**WRITTEN TASK:** Set down the part of the forum post on the audio visualizer from "In order to" to "divisible by 2, duh.", word for word.
-- START GIVEN TEXT --
Glad to share the first operational revision, the QB64 source and the Windows executable (64bit, -O3 -mavx2) are in the attached file.
In order to play a WAV/MP3, just give the name as a parameter on the command line. Use quotes if necessary.
My i5-7200U struggled bigtime when changing the FFT samples from 1024 to 4096, at 8192 the tearing is nasty.
I have an idea to precalculate (in next revisions) all the 8192 samples long chunk and to JUST draw the magnitudes.
Also, I encountered a nasty noise-like problem in the decoded stream (bug?!), many sequences with unnatural high values making the visual output blinking badly, what is this, anyone?!
EDIT, 2021-Dec-29:
The bug was fixed, now the revision 2 is fully functional. I hate when don't have enough time to finish something, anyway, found it, the problem was in reading the decompressed stream with at offsets not divisible by 2, duh.
I tested e-pi-ALTES with Japanese narration (Sekirei, Ninja Resurrection) - the visualization is as it should - the vocal range is well presented, some nice bell shapes in the Cyan zone the 1KHz-5KHz, to me visualizer of the magnitudes of frequencies lacking in showing a RICH presence in vocal range is of no use, at least to me.
Visualizing the male vocal of the demon advisor Mori:
You may press Alt+Enter to toggle fullscreen/windowed modes, on my i5-7200U the transforming speed is at 25 frames-per-second for the highest FFT chunk - 8192 samples, it can vary between 128, 256, 512, 1024, 2048, 4096, 8192:
As always, the source code is in the attached package, also 32bit and 64bit executables for Windows.
Enjoy!
-- END GIVEN TEXT --
-- START EXCERPTED DATA --
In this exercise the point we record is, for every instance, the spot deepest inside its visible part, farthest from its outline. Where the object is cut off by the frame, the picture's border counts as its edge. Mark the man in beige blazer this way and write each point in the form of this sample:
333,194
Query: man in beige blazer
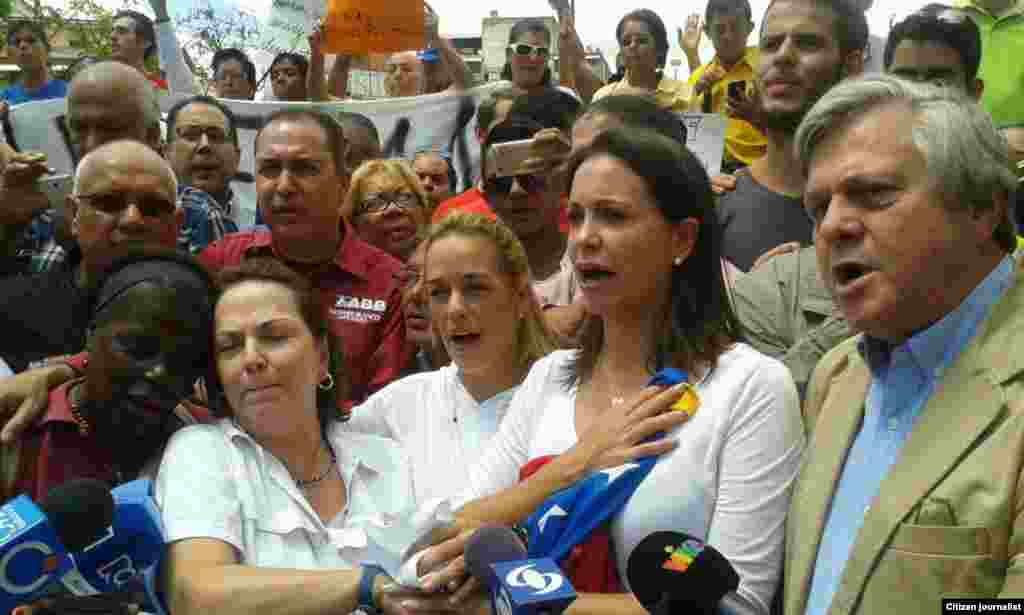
911,489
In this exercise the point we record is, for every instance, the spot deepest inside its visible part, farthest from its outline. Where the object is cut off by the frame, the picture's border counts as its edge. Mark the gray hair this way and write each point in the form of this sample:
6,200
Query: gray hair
966,156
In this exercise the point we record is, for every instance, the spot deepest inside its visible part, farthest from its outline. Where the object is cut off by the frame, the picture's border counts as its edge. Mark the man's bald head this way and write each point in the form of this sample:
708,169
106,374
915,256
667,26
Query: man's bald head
124,193
109,101
123,157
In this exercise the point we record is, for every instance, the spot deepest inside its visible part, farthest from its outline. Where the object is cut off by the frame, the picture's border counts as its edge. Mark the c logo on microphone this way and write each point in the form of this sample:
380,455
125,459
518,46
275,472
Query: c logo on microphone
541,583
18,589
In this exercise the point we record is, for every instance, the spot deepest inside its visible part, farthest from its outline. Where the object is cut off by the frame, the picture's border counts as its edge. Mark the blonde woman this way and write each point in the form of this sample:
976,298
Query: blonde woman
387,207
482,310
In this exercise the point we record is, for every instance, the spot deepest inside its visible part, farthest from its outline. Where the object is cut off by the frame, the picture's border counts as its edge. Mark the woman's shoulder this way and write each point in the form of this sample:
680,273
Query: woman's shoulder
741,365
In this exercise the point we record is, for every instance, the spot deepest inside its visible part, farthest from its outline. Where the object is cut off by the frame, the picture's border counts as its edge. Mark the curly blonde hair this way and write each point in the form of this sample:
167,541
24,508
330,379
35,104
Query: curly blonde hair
535,339
394,169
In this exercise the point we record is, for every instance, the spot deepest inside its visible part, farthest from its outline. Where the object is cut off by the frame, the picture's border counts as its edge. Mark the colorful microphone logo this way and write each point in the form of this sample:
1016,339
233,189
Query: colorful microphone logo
681,557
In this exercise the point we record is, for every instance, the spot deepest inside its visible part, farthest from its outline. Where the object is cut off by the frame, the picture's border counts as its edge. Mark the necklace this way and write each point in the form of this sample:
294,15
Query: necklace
303,484
74,403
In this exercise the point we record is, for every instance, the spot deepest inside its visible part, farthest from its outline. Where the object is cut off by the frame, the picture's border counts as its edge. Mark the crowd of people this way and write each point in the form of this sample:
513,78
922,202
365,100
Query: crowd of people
841,306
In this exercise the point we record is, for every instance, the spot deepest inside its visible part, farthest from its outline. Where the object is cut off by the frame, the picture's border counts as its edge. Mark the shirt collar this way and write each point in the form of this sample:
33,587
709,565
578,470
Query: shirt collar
935,347
354,256
352,448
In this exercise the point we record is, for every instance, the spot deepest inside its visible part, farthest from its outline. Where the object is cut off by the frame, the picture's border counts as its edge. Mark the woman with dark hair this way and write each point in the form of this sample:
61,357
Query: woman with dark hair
646,246
644,44
527,55
266,511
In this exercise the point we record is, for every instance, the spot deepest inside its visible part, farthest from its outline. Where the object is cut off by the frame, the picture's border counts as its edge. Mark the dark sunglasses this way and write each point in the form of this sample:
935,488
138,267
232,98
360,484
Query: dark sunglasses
522,49
501,186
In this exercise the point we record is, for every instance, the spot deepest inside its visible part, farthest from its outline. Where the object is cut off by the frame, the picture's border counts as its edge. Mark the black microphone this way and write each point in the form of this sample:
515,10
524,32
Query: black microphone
81,512
518,585
673,572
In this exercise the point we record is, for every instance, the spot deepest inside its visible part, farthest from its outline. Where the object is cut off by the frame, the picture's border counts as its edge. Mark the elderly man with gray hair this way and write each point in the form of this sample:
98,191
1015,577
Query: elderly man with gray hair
911,487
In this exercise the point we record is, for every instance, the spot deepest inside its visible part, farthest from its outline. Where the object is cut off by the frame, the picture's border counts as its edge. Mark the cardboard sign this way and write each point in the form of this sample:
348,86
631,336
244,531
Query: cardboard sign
357,27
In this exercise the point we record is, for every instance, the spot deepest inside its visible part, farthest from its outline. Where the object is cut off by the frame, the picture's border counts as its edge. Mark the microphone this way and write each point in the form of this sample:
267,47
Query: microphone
35,540
518,585
673,572
129,547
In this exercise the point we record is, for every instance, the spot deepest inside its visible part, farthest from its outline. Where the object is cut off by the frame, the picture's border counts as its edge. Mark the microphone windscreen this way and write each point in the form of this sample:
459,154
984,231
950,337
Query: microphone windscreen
80,511
491,545
680,568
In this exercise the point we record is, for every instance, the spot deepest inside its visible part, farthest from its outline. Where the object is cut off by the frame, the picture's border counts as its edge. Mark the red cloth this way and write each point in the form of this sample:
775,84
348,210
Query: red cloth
53,451
471,202
360,297
591,566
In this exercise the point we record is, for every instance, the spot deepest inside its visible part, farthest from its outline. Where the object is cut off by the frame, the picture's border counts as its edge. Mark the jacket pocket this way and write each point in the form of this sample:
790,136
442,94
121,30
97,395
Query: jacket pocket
942,540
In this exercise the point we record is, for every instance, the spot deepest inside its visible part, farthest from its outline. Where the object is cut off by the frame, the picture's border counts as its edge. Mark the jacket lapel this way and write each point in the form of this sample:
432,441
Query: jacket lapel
843,411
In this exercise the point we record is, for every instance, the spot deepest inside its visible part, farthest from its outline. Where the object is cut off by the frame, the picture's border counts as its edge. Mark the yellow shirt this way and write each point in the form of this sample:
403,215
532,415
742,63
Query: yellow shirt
743,142
671,94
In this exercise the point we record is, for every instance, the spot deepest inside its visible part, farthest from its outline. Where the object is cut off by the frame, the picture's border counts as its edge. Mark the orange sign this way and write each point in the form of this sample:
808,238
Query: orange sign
358,27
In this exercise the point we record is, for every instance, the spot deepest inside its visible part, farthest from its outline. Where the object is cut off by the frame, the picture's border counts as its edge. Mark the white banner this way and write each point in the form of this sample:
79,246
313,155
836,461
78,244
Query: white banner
404,125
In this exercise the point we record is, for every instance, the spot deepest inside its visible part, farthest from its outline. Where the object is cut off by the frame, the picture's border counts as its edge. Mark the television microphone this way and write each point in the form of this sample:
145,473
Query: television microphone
673,572
518,585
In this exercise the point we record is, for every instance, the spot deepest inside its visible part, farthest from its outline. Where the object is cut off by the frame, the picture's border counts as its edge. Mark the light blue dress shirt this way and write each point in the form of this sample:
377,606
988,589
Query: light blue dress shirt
903,379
-- END EXCERPTED DATA --
**WRITTEN ANSWER:**
In order to play a WAV/MP3, just give the name as a parameter on the command line. Use quotes if necessary.
My i5-7200U struggled bigtime when changing the FFT samples from 1024 to 4096, at 8192 the tearing is nasty.
I have an idea to precalculate (in next revisions) all the 8192 samples long chunk and to JUST draw the magnitudes.
Also, I encountered a nasty noise-like problem in the decoded stream (bug?!), many sequences with unnatural high values making the visual output blinking badly, what is this, anyone?!
EDIT, 2021-Dec-29:
The bug was fixed, now the revision 2 is fully functional. I hate when don't have enough time to finish something, anyway, found it, the problem was in reading the decompressed stream with at offsets not divisible by 2, duh.